Information provided:
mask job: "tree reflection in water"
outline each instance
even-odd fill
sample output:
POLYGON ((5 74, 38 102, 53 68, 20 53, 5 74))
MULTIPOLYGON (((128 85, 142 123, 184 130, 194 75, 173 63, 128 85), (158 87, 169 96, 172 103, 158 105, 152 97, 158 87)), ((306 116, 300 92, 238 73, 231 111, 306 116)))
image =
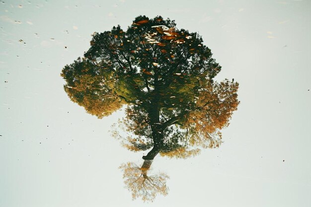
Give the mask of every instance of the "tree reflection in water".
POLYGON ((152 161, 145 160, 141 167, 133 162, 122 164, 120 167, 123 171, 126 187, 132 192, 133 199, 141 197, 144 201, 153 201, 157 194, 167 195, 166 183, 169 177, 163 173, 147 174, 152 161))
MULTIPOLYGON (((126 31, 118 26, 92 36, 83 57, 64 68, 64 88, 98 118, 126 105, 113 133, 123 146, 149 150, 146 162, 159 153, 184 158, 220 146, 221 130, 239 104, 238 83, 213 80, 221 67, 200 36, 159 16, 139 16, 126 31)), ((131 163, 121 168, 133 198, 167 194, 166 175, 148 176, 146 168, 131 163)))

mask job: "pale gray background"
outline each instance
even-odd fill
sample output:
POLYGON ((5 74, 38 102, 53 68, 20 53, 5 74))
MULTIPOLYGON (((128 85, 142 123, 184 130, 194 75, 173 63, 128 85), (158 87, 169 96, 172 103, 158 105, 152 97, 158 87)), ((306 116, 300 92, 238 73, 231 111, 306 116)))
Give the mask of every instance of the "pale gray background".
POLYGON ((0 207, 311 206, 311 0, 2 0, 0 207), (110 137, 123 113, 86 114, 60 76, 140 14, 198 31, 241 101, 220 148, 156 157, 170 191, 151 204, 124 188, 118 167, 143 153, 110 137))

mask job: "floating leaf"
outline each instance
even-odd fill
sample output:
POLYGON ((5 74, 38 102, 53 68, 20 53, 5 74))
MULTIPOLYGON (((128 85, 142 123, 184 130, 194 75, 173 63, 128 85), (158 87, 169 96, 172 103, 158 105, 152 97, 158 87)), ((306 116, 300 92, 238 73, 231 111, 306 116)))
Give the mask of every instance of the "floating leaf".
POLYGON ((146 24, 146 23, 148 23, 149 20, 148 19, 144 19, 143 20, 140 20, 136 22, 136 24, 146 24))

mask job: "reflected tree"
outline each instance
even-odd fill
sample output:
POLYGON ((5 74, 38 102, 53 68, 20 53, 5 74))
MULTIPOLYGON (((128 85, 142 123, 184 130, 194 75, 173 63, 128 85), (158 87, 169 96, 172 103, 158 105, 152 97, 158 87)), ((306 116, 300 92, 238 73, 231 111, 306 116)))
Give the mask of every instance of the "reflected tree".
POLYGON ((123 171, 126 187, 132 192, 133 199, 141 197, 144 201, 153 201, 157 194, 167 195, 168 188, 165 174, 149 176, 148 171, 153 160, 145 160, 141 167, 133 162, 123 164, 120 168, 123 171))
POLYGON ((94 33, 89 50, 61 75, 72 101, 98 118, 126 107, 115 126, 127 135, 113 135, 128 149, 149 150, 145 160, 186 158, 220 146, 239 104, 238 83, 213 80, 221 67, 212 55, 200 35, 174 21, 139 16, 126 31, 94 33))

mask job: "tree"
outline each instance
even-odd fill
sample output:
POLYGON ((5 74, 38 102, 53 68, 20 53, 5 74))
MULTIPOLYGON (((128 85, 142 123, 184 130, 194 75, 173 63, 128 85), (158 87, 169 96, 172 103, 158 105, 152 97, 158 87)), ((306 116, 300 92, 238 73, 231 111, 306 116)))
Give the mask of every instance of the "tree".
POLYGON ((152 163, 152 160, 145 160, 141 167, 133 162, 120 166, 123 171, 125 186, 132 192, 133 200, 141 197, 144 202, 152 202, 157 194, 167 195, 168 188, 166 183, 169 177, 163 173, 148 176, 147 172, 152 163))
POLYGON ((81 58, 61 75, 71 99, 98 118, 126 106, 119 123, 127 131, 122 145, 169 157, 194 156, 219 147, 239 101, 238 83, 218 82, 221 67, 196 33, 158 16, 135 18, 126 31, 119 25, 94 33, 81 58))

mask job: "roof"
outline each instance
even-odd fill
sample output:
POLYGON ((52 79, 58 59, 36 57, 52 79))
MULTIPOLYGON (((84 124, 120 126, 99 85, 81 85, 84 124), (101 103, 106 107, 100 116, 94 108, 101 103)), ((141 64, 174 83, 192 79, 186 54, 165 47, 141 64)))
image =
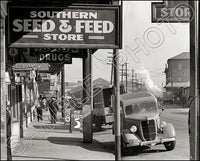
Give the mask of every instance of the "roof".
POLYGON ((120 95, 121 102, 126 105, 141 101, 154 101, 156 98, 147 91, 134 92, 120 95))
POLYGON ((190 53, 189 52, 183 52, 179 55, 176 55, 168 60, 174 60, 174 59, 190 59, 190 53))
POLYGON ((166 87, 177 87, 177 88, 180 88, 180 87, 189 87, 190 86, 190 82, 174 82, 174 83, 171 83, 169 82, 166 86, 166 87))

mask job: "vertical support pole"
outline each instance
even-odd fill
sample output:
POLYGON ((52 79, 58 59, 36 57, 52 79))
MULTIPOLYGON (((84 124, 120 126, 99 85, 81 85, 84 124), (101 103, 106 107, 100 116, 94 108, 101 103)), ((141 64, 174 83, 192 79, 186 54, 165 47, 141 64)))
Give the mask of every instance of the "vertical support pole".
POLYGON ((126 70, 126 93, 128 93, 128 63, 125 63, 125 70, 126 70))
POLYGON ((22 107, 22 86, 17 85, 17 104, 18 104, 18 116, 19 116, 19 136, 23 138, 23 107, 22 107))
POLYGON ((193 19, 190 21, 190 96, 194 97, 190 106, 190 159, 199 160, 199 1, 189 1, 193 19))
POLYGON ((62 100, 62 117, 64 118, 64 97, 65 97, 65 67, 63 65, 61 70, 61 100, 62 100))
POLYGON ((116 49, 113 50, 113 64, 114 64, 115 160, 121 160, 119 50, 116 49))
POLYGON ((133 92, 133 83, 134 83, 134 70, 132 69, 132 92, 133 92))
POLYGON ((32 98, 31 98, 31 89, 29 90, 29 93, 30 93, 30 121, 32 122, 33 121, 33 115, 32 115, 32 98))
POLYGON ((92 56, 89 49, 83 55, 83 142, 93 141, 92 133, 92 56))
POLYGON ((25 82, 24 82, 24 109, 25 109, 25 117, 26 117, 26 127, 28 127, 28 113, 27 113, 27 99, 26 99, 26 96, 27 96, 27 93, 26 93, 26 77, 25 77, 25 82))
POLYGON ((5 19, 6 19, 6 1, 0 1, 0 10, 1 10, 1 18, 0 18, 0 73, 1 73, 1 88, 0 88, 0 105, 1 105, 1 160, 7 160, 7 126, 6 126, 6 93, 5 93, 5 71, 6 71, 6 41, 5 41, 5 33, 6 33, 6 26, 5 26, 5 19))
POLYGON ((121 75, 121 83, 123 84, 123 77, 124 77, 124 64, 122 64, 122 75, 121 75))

Aim of the task: Can you render every line of the items above as a numbered list, skipping blank lines and leaving out the pictures?

Correct result:
1. mask job: "tree reflection in water"
2. outline each instance
3. even-odd fill
4. sample output:
5. POLYGON ((5 74, 38 102, 53 68, 20 53, 5 74))
6. MULTIPOLYGON (((128 85, 142 123, 184 130, 194 75, 173 63, 128 85), (158 87, 169 96, 172 103, 158 105, 152 97, 158 87)), ((306 116, 300 92, 238 73, 231 111, 306 116)))
7. image =
8. Give the mask of every instance of the "tree reflection in water".
9. POLYGON ((152 161, 145 160, 141 167, 133 162, 122 164, 120 167, 123 171, 126 187, 132 192, 133 199, 141 197, 144 201, 153 201, 157 194, 167 195, 166 183, 169 177, 163 173, 147 174, 152 161))
10. MULTIPOLYGON (((126 31, 118 26, 92 36, 83 57, 64 68, 64 88, 98 118, 126 105, 113 133, 123 146, 149 150, 146 162, 159 153, 184 158, 220 146, 221 130, 239 104, 238 83, 213 80, 221 67, 200 36, 159 16, 139 16, 126 31)), ((131 163, 121 168, 133 198, 167 194, 166 175, 148 176, 146 168, 131 163)))
11. mask job: "pale gray background"
12. outline each instance
13. even-odd fill
14. sample output:
15. POLYGON ((5 74, 38 102, 53 68, 20 53, 5 74))
16. MULTIPOLYGON (((128 85, 142 123, 184 130, 194 75, 173 63, 128 85), (158 87, 169 96, 172 103, 158 105, 152 97, 158 87)), ((306 116, 300 92, 238 73, 231 111, 306 116)))
17. Give the mask of every instance of the "pale gray background".
18. POLYGON ((0 207, 311 206, 311 0, 2 0, 0 207), (110 137, 123 113, 86 114, 60 76, 140 14, 198 31, 241 101, 220 148, 156 157, 170 191, 151 204, 124 188, 118 167, 143 153, 110 137))
19. mask job: "floating leaf"
20. outline each instance
21. even-odd fill
22. sample output:
23. POLYGON ((5 74, 38 102, 53 68, 20 53, 5 74))
24. MULTIPOLYGON (((128 85, 142 123, 184 130, 194 75, 173 63, 128 85), (158 87, 169 96, 172 103, 158 105, 152 97, 158 87)), ((306 116, 300 92, 238 73, 231 111, 306 116)))
25. Give the mask of every instance of the "floating leaf".
26. POLYGON ((146 24, 146 23, 148 23, 149 20, 148 19, 144 19, 143 20, 140 20, 136 22, 136 24, 146 24))
27. mask job: "reflected tree"
28. outline each instance
29. even-odd fill
30. sample output:
31. POLYGON ((5 74, 38 102, 53 68, 20 53, 5 74))
32. MULTIPOLYGON (((128 85, 142 123, 184 130, 194 75, 173 63, 128 85), (158 87, 169 96, 172 103, 158 105, 152 97, 158 87)), ((306 116, 300 92, 238 73, 231 111, 306 116)))
33. Give the mask of every instance of the "reflected tree".
34. POLYGON ((123 171, 126 187, 132 192, 133 199, 141 197, 144 201, 153 201, 157 194, 167 195, 168 188, 165 174, 149 176, 148 171, 153 160, 145 160, 141 167, 133 162, 123 164, 120 168, 123 171))
35. POLYGON ((94 33, 89 50, 61 75, 72 101, 98 118, 126 107, 115 126, 127 135, 113 135, 128 149, 149 150, 145 160, 186 158, 220 146, 239 104, 238 83, 213 80, 221 67, 212 55, 200 35, 174 21, 139 16, 126 31, 94 33))
36. mask job: "tree"
37. outline each instance
38. even-odd fill
39. sample output:
40. POLYGON ((5 74, 38 102, 53 68, 20 53, 5 74))
41. MULTIPOLYGON (((128 85, 142 123, 184 130, 194 75, 173 63, 128 85), (158 87, 169 96, 172 103, 158 105, 152 97, 158 87)), ((306 116, 300 92, 238 73, 231 111, 306 116)))
42. Give the mask of every instance of the "tree".
43. POLYGON ((152 163, 152 160, 145 160, 141 167, 133 162, 120 166, 123 171, 125 186, 132 192, 133 200, 141 197, 144 202, 152 202, 157 194, 167 195, 168 188, 166 183, 169 177, 163 173, 148 176, 147 172, 152 163))
44. POLYGON ((81 58, 61 75, 71 99, 98 118, 126 106, 119 123, 127 131, 122 145, 169 157, 194 156, 219 147, 239 101, 238 83, 218 82, 221 67, 196 33, 158 16, 135 18, 126 31, 119 25, 94 33, 81 58))
45. mask job: "roof"
46. outline each instance
47. even-odd fill
48. sample output:
49. POLYGON ((52 79, 58 59, 36 57, 52 79))
50. MULTIPOLYGON (((84 124, 120 126, 99 85, 81 85, 84 124), (101 103, 106 107, 100 116, 94 108, 101 103)), ((141 64, 174 83, 192 79, 186 54, 165 47, 141 64)))
51. image =
52. Give the mask of every instance of the "roof".
53. POLYGON ((120 95, 121 102, 126 105, 141 101, 154 101, 156 98, 147 91, 134 92, 120 95))
54. POLYGON ((190 53, 189 52, 183 52, 179 55, 176 55, 168 60, 174 60, 174 59, 190 59, 190 53))
55. POLYGON ((166 87, 177 87, 177 88, 180 88, 180 87, 189 87, 190 86, 190 82, 174 82, 174 83, 171 83, 169 82, 166 86, 166 87))
56. mask job: "vertical support pole"
57. outline each instance
58. even-odd fill
59. sample output:
60. POLYGON ((52 79, 58 59, 36 57, 52 79))
61. MULTIPOLYGON (((84 124, 120 126, 99 85, 81 85, 84 124), (101 103, 106 107, 100 116, 94 108, 101 103)), ((141 64, 174 83, 192 79, 186 54, 165 47, 141 64)))
62. Give the mask of every instance of the "vertical support pole".
63. POLYGON ((126 70, 126 93, 128 93, 128 63, 125 63, 125 70, 126 70))
64. POLYGON ((22 107, 22 86, 17 85, 17 104, 18 104, 18 116, 19 116, 19 136, 23 138, 23 107, 22 107))
65. POLYGON ((193 19, 190 21, 190 96, 194 97, 190 106, 190 159, 199 160, 199 1, 189 1, 193 19))
66. POLYGON ((62 100, 62 117, 64 118, 64 97, 65 97, 65 67, 63 65, 61 70, 61 100, 62 100))
67. POLYGON ((116 49, 113 50, 113 64, 114 64, 115 160, 121 160, 119 50, 116 49))
68. POLYGON ((133 92, 133 83, 134 83, 134 70, 132 69, 132 92, 133 92))
69. POLYGON ((32 98, 31 98, 31 89, 29 90, 29 93, 30 93, 30 121, 32 122, 33 121, 33 115, 32 115, 32 98))
70. POLYGON ((92 56, 89 49, 83 55, 83 142, 93 141, 92 133, 92 56))
71. POLYGON ((25 82, 24 82, 24 109, 25 109, 25 117, 26 117, 26 127, 28 127, 28 113, 27 113, 27 99, 26 99, 26 96, 27 96, 27 93, 26 93, 26 77, 25 77, 25 82))
72. POLYGON ((5 19, 6 19, 6 1, 0 1, 0 10, 1 10, 1 18, 0 18, 0 73, 1 73, 1 88, 0 88, 0 105, 1 105, 1 160, 7 160, 7 126, 6 126, 6 93, 5 93, 5 71, 6 71, 6 41, 5 41, 5 33, 6 33, 6 26, 5 26, 5 19))
73. POLYGON ((121 75, 121 83, 123 84, 123 77, 124 77, 124 64, 122 64, 122 75, 121 75))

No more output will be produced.